**Goal 1**: Translate the following sentence from the report on the Whitey Bulger trial into Spanish: "Those FBI tips were supposed to be secret, but corrupt agent John Connolly told Bulger and his crew."

───── Document excerpt ─────

WBZ NewsRadio 1030's Lana Jones reports
Whitey Bulger Trial Update July 15
But it was Donahue's killing that returned to the fore when another former FBI agent, Gerald Montanari, took the stand Monday afternoon.
Back in 1982, Bulger found out a man named Brian Halloran was talking to the federal agents about what he claimed was Whitey's involvement in the murder of Oklahoma businessman Roger Wheeler.
Those FBI tips were supposed to be secret, but corrupt agent John Connolly told Bulger and his crew. A short time later, both Halloran and Donahue were dead, in the same shooting.
Montanari says Halloran told him that if Bulger or his partner found out he was cooperating, they would "go to any extreme," even if it meant killing bystanders.
Disgraced former FBI supervisor John Morris has already told jurors in this trial that he was the one who told Connolly about the perceived threat to Bulger that Halloran posed.
Then, when Bulger and partner Steve Flemmi are listed as suspects in the Oklahoma killing, they were brought into FBI Boston headquarters to pose for a picture, to be shared with investigators in Tulsa. In the photo, Bulger is smiling broadly. He and Flemmi wore business suits to the photo session.
The FBI at the time was well aware that these two men were suspects, but apparently kept using them as informants.
"These are the guys who was coming to my house, questioning my mom," Tommy Donahue said after court. "Knowing the whole entire time exactly what happened to my father, and they come and throw crap questions at my mother? You know, the government's gotta do right by my family sooner or later."

───── Given information ─────

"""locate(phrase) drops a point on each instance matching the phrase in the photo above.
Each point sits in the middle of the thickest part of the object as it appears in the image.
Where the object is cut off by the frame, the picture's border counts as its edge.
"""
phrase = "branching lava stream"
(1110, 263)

─────

**Goal 2**: Reproduce the entire listing above, line for line, without any alteration.

**Result 1**: Esos datos confidenciales del FBI debían ser secretos, pero el agente corrupto John Connolly se los contó a Bulger y a su banda.

**Result 2**:
"""locate(phrase) drops a point on each instance matching the phrase in the photo above.
Each point sits in the middle of the thickest part of the object as it appears in the image.
Where the object is cut off by the frame, the picture's border counts as its edge.
"""
phrase = "branching lava stream"
(1110, 263)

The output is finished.